* **Extract provided**
Diversity isn't all it's cracked up to be:

IT HAS BECOME increasingly popular to speak of racial and ethnic diversity as a civic strength. From multicultural festivals to pronouncements from political leaders, the message is the same: our differences make us stronger.

But a massive new study, based on detailed interviews of nearly 30,000 people across America, has concluded just the opposite. Harvard political scientist Robert Putnam -- famous for "Bowling Alone," his 2000 book on declining civic engagement -- has found that the greater the diversity in a community, the fewer people vote and the less they volunteer, the less they give to charity and work on community projects. In the most diverse communities, neighbors trust one another about half as much as they do in the most homogenous settings. The study, the largest ever on civic engagement in America, found that virtually all measures of civic health are lower in more diverse settings.

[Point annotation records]
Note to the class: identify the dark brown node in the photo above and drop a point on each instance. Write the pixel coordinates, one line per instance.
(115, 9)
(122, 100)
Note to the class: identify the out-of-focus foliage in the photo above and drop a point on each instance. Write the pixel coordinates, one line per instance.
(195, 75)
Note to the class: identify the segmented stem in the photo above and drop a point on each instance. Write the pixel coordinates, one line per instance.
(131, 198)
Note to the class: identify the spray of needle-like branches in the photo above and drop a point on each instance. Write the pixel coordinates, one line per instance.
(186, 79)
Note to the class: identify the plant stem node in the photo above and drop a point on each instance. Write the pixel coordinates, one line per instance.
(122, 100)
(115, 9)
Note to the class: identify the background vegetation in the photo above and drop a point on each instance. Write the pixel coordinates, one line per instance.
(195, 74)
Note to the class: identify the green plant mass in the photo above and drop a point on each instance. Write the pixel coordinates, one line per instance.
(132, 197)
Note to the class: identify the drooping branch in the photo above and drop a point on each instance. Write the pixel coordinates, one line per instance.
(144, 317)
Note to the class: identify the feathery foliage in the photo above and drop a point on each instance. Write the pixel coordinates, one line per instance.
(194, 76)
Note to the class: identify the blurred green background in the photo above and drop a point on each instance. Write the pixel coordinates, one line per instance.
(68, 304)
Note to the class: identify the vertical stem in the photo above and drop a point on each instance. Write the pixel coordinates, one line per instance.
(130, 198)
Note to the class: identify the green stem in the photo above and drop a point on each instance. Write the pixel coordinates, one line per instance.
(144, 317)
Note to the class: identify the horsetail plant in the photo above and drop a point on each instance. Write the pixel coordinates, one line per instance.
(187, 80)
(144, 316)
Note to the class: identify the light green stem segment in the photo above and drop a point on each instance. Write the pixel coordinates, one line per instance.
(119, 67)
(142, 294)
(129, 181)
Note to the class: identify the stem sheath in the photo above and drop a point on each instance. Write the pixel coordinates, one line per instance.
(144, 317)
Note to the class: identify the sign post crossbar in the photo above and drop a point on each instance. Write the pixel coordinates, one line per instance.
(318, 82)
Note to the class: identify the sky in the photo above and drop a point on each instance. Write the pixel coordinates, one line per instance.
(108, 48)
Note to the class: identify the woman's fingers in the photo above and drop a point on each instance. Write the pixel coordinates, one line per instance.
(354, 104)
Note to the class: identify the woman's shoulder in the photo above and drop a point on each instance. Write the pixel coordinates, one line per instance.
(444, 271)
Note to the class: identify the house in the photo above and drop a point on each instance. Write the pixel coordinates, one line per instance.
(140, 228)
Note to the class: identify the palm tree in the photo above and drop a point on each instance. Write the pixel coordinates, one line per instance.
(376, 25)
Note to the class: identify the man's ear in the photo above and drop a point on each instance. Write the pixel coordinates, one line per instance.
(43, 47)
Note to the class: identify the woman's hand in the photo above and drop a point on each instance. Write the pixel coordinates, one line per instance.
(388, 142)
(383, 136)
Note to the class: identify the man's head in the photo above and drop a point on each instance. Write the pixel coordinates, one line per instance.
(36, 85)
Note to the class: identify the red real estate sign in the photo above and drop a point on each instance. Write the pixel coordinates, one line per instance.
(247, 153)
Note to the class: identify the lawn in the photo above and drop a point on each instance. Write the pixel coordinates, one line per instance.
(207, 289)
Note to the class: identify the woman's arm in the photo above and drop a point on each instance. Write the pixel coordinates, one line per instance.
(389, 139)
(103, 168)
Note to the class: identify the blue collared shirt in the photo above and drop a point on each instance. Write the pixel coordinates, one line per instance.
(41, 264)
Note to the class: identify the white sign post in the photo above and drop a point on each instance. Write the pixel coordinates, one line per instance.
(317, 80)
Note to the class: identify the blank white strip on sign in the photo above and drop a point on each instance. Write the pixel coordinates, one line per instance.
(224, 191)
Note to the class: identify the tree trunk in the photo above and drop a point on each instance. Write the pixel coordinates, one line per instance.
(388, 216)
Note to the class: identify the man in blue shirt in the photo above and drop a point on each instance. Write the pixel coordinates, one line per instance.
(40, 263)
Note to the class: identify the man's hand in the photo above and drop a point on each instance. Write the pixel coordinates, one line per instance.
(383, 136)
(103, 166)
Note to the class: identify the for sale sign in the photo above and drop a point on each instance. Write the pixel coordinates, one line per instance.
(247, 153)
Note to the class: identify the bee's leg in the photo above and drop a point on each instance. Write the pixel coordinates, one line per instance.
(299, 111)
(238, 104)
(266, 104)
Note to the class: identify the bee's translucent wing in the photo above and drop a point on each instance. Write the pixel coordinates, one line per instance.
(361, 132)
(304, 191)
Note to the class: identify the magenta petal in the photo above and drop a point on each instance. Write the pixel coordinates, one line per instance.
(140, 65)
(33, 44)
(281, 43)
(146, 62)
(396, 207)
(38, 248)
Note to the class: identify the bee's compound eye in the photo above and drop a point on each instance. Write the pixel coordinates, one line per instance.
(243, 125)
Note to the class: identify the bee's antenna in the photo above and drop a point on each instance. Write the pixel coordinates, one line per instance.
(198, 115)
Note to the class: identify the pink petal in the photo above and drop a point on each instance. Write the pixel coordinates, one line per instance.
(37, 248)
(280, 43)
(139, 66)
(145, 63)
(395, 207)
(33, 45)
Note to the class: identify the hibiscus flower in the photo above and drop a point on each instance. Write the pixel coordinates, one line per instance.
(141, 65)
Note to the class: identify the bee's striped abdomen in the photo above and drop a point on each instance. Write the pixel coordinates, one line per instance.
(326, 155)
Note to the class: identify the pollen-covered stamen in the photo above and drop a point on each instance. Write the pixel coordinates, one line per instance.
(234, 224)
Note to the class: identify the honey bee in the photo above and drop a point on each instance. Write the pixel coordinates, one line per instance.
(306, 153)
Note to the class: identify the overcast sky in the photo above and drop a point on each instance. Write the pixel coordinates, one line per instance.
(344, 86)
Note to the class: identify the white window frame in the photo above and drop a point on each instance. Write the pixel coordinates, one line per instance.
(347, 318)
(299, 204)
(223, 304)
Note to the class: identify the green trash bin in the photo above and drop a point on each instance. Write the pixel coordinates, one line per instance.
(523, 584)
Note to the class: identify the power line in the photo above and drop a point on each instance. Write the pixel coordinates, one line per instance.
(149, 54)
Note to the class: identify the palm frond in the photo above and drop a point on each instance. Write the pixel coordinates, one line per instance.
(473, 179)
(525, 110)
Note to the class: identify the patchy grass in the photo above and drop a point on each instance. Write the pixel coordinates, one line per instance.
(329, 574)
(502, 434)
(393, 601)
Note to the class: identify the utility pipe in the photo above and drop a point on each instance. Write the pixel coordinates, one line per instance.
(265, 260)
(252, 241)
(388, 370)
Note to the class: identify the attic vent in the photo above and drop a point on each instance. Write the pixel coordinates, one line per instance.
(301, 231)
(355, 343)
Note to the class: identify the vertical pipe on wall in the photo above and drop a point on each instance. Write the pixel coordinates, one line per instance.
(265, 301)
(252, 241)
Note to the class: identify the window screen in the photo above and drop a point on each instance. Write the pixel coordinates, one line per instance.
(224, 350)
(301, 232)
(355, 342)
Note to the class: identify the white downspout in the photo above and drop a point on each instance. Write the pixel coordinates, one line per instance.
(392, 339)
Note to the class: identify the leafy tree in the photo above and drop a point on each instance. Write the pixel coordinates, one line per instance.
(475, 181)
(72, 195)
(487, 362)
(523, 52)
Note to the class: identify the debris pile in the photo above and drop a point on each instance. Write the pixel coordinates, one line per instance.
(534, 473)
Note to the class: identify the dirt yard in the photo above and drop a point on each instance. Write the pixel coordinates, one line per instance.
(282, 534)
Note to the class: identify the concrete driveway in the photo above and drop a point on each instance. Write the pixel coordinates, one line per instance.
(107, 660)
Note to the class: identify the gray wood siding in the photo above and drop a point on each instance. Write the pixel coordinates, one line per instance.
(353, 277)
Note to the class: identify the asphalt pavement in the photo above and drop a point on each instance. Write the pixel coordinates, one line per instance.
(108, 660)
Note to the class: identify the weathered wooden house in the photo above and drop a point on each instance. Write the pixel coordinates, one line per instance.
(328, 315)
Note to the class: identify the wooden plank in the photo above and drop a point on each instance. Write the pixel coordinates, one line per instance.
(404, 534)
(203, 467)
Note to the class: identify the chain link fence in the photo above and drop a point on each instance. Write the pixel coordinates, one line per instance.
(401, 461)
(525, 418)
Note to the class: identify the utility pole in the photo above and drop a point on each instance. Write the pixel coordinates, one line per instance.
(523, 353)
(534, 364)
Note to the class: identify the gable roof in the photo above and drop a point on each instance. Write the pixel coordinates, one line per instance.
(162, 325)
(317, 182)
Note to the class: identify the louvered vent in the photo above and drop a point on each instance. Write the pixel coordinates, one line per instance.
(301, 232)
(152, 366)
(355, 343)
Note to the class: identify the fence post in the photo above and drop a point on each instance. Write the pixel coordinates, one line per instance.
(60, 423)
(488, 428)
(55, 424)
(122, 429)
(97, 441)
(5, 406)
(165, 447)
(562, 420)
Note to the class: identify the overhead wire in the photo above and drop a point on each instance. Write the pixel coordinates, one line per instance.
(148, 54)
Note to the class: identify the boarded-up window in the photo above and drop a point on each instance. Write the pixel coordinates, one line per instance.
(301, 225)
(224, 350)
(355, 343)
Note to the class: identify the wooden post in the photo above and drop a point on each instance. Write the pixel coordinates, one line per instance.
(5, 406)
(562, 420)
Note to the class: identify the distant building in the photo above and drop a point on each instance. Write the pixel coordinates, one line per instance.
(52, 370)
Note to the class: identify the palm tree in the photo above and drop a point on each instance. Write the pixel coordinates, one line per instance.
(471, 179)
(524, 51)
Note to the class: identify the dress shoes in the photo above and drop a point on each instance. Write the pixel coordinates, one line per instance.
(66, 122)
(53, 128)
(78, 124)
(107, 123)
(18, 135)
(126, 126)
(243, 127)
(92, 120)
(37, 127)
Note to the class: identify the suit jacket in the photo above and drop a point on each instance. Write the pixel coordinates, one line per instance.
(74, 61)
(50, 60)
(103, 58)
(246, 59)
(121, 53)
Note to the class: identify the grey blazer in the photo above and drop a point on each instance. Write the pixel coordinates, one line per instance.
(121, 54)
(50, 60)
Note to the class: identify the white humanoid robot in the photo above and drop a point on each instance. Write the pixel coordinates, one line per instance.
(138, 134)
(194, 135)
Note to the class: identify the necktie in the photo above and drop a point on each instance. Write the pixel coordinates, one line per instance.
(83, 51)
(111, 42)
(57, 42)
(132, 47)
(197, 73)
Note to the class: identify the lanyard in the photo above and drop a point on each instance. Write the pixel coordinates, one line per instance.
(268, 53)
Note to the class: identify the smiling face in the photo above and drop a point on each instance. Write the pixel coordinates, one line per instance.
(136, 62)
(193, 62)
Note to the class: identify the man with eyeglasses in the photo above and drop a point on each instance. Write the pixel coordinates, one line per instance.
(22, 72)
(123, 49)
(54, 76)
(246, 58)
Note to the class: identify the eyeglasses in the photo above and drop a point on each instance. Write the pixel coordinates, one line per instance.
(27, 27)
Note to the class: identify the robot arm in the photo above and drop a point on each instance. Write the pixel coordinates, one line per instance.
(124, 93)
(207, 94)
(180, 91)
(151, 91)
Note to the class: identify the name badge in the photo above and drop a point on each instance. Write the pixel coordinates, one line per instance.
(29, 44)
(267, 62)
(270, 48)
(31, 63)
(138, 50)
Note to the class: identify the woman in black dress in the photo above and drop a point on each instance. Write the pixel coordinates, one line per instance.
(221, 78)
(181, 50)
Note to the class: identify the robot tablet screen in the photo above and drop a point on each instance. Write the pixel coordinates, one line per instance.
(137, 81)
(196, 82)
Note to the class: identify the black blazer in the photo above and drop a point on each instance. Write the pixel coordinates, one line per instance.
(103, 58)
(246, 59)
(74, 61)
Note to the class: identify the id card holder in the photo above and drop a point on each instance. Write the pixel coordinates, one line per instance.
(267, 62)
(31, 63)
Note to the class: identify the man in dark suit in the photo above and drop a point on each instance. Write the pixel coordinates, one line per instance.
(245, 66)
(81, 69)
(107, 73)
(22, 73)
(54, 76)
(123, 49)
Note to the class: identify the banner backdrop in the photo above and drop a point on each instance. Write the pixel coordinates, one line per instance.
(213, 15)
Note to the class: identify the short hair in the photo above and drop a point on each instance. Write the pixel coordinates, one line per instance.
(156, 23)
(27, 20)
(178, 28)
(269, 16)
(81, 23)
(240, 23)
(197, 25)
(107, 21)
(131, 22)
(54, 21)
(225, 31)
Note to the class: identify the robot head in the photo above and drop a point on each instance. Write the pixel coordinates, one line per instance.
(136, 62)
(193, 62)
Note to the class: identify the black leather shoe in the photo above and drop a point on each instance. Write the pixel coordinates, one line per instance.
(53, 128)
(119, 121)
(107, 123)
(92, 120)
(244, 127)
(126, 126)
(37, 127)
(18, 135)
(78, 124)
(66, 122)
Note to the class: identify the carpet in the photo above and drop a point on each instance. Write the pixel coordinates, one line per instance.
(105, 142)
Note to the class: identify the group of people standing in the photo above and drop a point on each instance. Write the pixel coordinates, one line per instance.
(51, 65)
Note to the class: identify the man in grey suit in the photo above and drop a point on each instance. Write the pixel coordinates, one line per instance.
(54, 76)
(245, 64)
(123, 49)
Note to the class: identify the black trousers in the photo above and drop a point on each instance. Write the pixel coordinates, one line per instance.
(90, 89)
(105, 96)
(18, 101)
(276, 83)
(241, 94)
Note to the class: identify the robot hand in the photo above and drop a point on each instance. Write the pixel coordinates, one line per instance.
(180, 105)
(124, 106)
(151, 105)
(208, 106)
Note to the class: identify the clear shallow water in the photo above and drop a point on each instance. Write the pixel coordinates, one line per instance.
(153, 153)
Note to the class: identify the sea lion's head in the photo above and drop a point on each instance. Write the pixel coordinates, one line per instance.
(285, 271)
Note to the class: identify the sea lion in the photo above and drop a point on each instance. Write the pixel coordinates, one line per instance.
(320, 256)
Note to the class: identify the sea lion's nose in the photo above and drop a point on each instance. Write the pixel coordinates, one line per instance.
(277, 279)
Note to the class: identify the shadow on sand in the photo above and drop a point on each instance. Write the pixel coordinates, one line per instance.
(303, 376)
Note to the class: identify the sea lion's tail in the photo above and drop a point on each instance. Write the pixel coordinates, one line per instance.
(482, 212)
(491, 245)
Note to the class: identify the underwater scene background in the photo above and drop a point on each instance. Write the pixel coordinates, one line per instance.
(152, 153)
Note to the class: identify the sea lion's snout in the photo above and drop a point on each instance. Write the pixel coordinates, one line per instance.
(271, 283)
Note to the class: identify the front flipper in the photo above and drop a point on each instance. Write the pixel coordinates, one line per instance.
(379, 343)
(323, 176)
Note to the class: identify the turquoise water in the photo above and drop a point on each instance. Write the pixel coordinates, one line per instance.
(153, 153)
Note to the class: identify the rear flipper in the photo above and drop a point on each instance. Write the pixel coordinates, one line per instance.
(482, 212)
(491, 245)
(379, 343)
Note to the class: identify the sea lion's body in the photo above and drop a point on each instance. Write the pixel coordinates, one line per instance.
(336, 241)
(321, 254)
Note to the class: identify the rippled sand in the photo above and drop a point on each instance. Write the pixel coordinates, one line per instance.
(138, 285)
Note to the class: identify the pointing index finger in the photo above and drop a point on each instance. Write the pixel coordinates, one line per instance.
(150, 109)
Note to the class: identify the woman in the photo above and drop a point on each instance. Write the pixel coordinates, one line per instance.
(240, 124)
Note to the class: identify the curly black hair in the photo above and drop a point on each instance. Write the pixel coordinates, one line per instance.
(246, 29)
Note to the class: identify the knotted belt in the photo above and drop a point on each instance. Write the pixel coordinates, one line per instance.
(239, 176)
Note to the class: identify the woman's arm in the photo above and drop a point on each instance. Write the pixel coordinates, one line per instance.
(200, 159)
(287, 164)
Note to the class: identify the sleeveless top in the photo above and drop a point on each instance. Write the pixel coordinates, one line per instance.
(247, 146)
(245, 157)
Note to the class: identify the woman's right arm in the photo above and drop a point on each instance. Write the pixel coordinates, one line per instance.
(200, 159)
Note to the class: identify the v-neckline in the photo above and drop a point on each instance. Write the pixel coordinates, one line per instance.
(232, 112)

* **Problems**
- 1) In the diversity article, roughly how many people were interviewed for the new study?
- 2) In the diversity article, switch "charity" to "local causes" and give the passage again, starting at "But a massive" and ending at "more diverse settings.".
- 3) Resume the article on diversity and civic engagement from the point where it stops.

* **The replies**
- 1) Nearly 30,000 people across America.

- 2)
But a massive new study, based on detailed interviews of nearly 30,000 people across America, has concluded just the opposite. Harvard political scientist Robert Putnam -- famous for "Bowling Alone," his 2000 book on declining civic engagement -- has found that the greater the diversity in a community, the fewer people vote and the less they volunteer, the less they give to local causes and work on community projects. In the most diverse communities, neighbors trust one another about half as much as they do in the most homogenous settings. The study, the largest ever on civic engagement in America, found that virtually all measures of civic health are lower in more diverse settings.

- 3)
"The extent of the effect is shocking," says Scott Page, a University of Michigan political scientist.

It's only shocking if you keep doing studies in hopes that the world will eventually seem the way you think it should be instead of honestly looking at it the way it is. We have always felt more comfortable being around people who are more or less like us, and we always will. Just look at all the ethnic neighborhoods in Fort Wayne, including the ones of recent immigrants. We have now spent decades busing school children all over creation to "diversify" our schools, punishing them for our "sins" of living where we choose to live. After all that wasted time, effort and money, we still insist on committing the same sin.

I've lived on my block of Oakdale for more than 20 years, and it is in area of town that has become more diverse. I have neighbors who are black and Hispanic and everything else. But it happened naturally, people moving here because they wanted to and could afford the middle-class prices of the houses. We are all economically similar, which means we all know more or less where each other are in the journey of life, what challenges we have faced and what choices we have made. We are comfortable with each other, no matter where we came from to get here.

The great challenge today is to discover and cherish what we have in common despite our superficial differences such as language and skin color. The "diversity" movement does not help that search; it impedes it. 

Comments

Bob G.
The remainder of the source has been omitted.